#### [TASK]
Every single entry must be reproduced precisely.

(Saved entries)
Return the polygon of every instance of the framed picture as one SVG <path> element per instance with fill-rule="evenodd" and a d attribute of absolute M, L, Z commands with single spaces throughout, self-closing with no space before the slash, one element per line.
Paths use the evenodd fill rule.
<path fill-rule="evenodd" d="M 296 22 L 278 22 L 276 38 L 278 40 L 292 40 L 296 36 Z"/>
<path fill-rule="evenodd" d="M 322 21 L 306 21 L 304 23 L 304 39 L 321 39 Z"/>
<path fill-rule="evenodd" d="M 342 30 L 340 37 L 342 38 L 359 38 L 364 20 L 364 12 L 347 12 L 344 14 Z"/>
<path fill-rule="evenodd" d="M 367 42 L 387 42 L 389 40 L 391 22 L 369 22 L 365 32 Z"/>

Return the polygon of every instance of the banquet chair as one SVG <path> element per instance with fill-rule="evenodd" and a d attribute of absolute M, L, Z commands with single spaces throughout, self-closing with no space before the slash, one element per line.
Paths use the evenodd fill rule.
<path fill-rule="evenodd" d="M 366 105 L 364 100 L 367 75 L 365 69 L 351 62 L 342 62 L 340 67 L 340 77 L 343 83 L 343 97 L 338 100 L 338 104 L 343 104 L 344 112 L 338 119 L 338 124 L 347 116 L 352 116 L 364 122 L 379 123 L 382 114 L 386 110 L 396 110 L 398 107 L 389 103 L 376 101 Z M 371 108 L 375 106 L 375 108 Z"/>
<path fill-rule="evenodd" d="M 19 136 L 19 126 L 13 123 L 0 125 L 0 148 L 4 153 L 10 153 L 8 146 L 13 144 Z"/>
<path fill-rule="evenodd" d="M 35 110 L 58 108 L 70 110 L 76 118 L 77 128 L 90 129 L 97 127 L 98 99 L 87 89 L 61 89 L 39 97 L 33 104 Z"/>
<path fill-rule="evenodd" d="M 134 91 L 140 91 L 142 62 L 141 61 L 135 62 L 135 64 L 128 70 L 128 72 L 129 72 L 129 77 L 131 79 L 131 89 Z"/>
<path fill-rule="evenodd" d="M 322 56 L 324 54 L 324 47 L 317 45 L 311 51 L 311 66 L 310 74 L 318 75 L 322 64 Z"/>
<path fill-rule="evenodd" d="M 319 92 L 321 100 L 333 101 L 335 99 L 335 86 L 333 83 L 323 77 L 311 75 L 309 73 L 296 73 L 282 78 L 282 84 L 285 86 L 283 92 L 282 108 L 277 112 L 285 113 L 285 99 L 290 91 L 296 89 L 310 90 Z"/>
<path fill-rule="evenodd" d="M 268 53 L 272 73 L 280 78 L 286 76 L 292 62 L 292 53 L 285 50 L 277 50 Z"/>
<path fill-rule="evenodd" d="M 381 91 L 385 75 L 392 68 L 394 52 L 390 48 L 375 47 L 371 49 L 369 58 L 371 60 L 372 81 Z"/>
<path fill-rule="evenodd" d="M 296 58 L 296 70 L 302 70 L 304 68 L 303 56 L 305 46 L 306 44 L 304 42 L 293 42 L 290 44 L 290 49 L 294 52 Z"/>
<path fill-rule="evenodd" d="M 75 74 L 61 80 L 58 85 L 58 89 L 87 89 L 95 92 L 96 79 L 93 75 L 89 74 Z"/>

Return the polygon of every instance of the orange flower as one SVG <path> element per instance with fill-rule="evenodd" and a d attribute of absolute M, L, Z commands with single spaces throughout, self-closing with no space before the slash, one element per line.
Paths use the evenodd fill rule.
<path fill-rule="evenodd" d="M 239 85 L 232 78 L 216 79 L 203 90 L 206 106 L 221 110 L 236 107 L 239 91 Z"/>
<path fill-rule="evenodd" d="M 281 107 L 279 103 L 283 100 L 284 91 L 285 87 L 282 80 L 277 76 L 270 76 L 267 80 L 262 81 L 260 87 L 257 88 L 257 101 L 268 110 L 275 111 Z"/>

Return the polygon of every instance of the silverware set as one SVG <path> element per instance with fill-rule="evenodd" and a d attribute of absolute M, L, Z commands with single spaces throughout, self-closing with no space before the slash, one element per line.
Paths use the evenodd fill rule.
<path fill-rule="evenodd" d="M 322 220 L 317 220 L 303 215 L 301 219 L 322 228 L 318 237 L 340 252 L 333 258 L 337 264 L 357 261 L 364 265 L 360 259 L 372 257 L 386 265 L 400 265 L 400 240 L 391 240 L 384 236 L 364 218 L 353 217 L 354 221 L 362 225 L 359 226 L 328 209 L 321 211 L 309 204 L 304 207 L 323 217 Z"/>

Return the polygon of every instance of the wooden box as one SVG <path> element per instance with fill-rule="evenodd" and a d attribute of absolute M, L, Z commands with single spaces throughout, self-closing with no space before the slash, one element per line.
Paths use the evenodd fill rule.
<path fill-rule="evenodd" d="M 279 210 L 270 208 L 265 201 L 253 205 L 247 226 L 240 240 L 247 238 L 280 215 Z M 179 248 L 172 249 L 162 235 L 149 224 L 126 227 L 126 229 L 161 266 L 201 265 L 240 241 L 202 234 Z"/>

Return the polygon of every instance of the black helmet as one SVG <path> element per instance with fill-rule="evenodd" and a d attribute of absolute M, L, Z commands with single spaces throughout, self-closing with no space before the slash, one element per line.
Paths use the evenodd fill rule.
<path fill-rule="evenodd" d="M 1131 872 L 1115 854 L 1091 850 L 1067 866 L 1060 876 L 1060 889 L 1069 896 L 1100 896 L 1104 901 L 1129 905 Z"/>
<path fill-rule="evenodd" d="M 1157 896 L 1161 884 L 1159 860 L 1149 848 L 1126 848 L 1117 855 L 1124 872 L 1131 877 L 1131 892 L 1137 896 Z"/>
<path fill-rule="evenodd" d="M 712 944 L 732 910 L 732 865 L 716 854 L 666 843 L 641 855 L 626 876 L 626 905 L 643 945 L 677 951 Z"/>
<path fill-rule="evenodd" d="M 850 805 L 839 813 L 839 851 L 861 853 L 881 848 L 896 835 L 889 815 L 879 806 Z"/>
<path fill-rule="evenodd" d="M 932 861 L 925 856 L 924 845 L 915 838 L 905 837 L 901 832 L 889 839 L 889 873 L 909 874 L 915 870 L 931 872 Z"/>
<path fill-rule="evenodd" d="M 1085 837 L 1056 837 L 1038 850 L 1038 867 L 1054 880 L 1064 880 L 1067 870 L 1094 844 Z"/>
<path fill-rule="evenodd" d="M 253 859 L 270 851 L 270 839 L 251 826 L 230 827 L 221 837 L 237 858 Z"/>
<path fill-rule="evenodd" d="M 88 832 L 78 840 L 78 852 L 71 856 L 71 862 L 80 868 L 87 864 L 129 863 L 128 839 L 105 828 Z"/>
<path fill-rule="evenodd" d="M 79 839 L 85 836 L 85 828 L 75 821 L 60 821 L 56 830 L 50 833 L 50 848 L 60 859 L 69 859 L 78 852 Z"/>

#### [RESULT OF THIS EXERCISE]
Return the polygon of every instance of the framed picture as one SVG <path> element per instance with fill-rule="evenodd" and a d attribute of absolute M, L, Z commands with single spaces throughout, self-closing with no space before the slash, one element per line.
Paths use the evenodd fill rule.
<path fill-rule="evenodd" d="M 296 22 L 278 22 L 276 38 L 278 40 L 292 40 L 296 36 Z"/>
<path fill-rule="evenodd" d="M 322 21 L 306 21 L 304 23 L 304 39 L 321 39 Z"/>
<path fill-rule="evenodd" d="M 342 30 L 340 37 L 342 38 L 359 38 L 364 20 L 364 12 L 347 12 L 344 14 Z"/>
<path fill-rule="evenodd" d="M 367 42 L 387 42 L 389 40 L 391 22 L 369 22 L 365 32 Z"/>

Return the polygon of every instance of the banquet chair as one SVG <path> element per instance with fill-rule="evenodd" and a d attribute of absolute M, L, Z commands with single spaces throughout, self-closing with no space before the slash, one element per line.
Paths use the evenodd fill rule.
<path fill-rule="evenodd" d="M 366 105 L 364 100 L 367 75 L 365 69 L 351 62 L 342 62 L 340 67 L 340 77 L 343 83 L 343 97 L 338 100 L 338 104 L 343 104 L 344 112 L 338 119 L 338 124 L 347 116 L 352 116 L 364 122 L 379 123 L 382 114 L 386 110 L 396 110 L 398 107 L 389 103 L 376 101 Z M 371 108 L 375 106 L 375 108 Z"/>
<path fill-rule="evenodd" d="M 19 136 L 19 126 L 13 123 L 0 125 L 0 148 L 4 153 L 10 153 L 8 146 L 13 144 Z"/>
<path fill-rule="evenodd" d="M 35 110 L 58 108 L 70 110 L 76 118 L 77 128 L 90 129 L 97 127 L 98 99 L 87 89 L 61 89 L 39 97 L 33 104 Z"/>
<path fill-rule="evenodd" d="M 134 91 L 140 91 L 142 62 L 141 61 L 135 62 L 135 64 L 128 70 L 128 72 L 129 72 L 129 77 L 131 79 L 131 89 Z"/>
<path fill-rule="evenodd" d="M 322 56 L 324 54 L 324 47 L 317 45 L 311 51 L 311 66 L 310 74 L 318 75 L 322 64 Z"/>
<path fill-rule="evenodd" d="M 319 92 L 321 100 L 333 101 L 335 99 L 335 86 L 333 83 L 323 77 L 311 75 L 309 73 L 296 73 L 282 78 L 282 84 L 285 86 L 283 92 L 282 108 L 277 112 L 285 113 L 285 99 L 290 91 L 296 89 L 310 90 Z"/>
<path fill-rule="evenodd" d="M 268 53 L 272 73 L 280 78 L 286 76 L 292 62 L 292 53 L 285 50 L 277 50 Z"/>
<path fill-rule="evenodd" d="M 381 91 L 385 75 L 392 68 L 394 52 L 390 48 L 375 47 L 371 49 L 369 58 L 371 60 L 372 81 Z"/>
<path fill-rule="evenodd" d="M 296 58 L 296 70 L 302 70 L 304 68 L 303 56 L 305 46 L 306 44 L 304 42 L 293 42 L 290 44 L 290 49 L 294 52 Z"/>
<path fill-rule="evenodd" d="M 75 74 L 61 80 L 58 85 L 58 89 L 87 89 L 95 92 L 96 79 L 93 75 L 89 74 Z"/>

Return the polygon of every instance of the orange flower as one SVG <path> element per instance with fill-rule="evenodd" and a d attribute of absolute M, L, Z commands with single spaces throughout, self-closing with no space before the slash, one element per line.
Paths use the evenodd fill rule.
<path fill-rule="evenodd" d="M 239 85 L 232 78 L 216 79 L 203 90 L 206 106 L 221 110 L 236 107 L 239 91 Z"/>
<path fill-rule="evenodd" d="M 281 107 L 279 103 L 283 100 L 284 91 L 285 87 L 282 80 L 277 76 L 270 76 L 267 80 L 262 81 L 260 87 L 257 88 L 257 101 L 268 110 L 275 111 Z"/>

Return the polygon of every instance of the silverware set as one SVG <path> element per instance with fill-rule="evenodd" and a d attribute of absolute M, L, Z commands with single spaces throughout, self-closing with no space before the slash, one element per line.
Paths use the evenodd fill rule.
<path fill-rule="evenodd" d="M 322 220 L 317 220 L 303 215 L 301 219 L 322 228 L 318 237 L 340 252 L 333 258 L 337 264 L 357 261 L 364 265 L 360 259 L 372 257 L 386 265 L 400 265 L 400 240 L 391 240 L 384 236 L 364 218 L 353 217 L 354 221 L 362 225 L 359 226 L 328 209 L 321 211 L 309 204 L 304 207 L 323 217 Z"/>

Return the polygon of every instance of the wooden box as one SVG <path> element per instance with fill-rule="evenodd" and a d attribute of absolute M, L, Z commands with single spaces throughout, self-closing with no space before the slash, one element per line.
Paths use the evenodd fill rule.
<path fill-rule="evenodd" d="M 279 210 L 270 208 L 265 201 L 253 205 L 247 226 L 240 240 L 247 238 L 280 215 Z M 179 248 L 172 249 L 162 235 L 149 224 L 126 227 L 126 229 L 161 266 L 201 265 L 240 241 L 202 234 Z"/>

Return the polygon of every instance of the black helmet as one SVG <path> element per instance with fill-rule="evenodd" and a d attribute of absolute M, L, Z commands with single spaces throughout, self-closing with no space before the slash, one element per line.
Paths use the evenodd fill rule.
<path fill-rule="evenodd" d="M 1131 872 L 1115 854 L 1091 850 L 1067 866 L 1060 876 L 1060 889 L 1069 896 L 1100 896 L 1104 901 L 1129 905 Z"/>
<path fill-rule="evenodd" d="M 1157 896 L 1161 884 L 1159 860 L 1149 848 L 1126 848 L 1117 855 L 1124 872 L 1131 877 L 1131 892 L 1137 896 Z"/>
<path fill-rule="evenodd" d="M 712 944 L 732 910 L 732 865 L 716 854 L 666 843 L 641 855 L 626 876 L 626 905 L 643 945 L 677 951 Z"/>
<path fill-rule="evenodd" d="M 850 805 L 839 813 L 839 851 L 861 853 L 881 848 L 896 835 L 889 815 L 879 806 Z"/>
<path fill-rule="evenodd" d="M 932 861 L 925 856 L 924 845 L 915 838 L 905 837 L 901 832 L 889 839 L 889 873 L 909 874 L 915 870 L 931 872 Z"/>
<path fill-rule="evenodd" d="M 1085 837 L 1056 837 L 1038 850 L 1038 867 L 1054 880 L 1064 880 L 1067 870 L 1094 844 Z"/>
<path fill-rule="evenodd" d="M 253 859 L 270 851 L 270 839 L 251 826 L 230 827 L 221 837 L 237 858 Z"/>
<path fill-rule="evenodd" d="M 88 832 L 78 840 L 78 852 L 71 856 L 71 862 L 80 868 L 87 864 L 129 863 L 128 839 L 105 828 Z"/>
<path fill-rule="evenodd" d="M 79 839 L 85 836 L 85 828 L 75 821 L 60 821 L 56 830 L 50 833 L 50 848 L 60 859 L 69 859 L 78 852 Z"/>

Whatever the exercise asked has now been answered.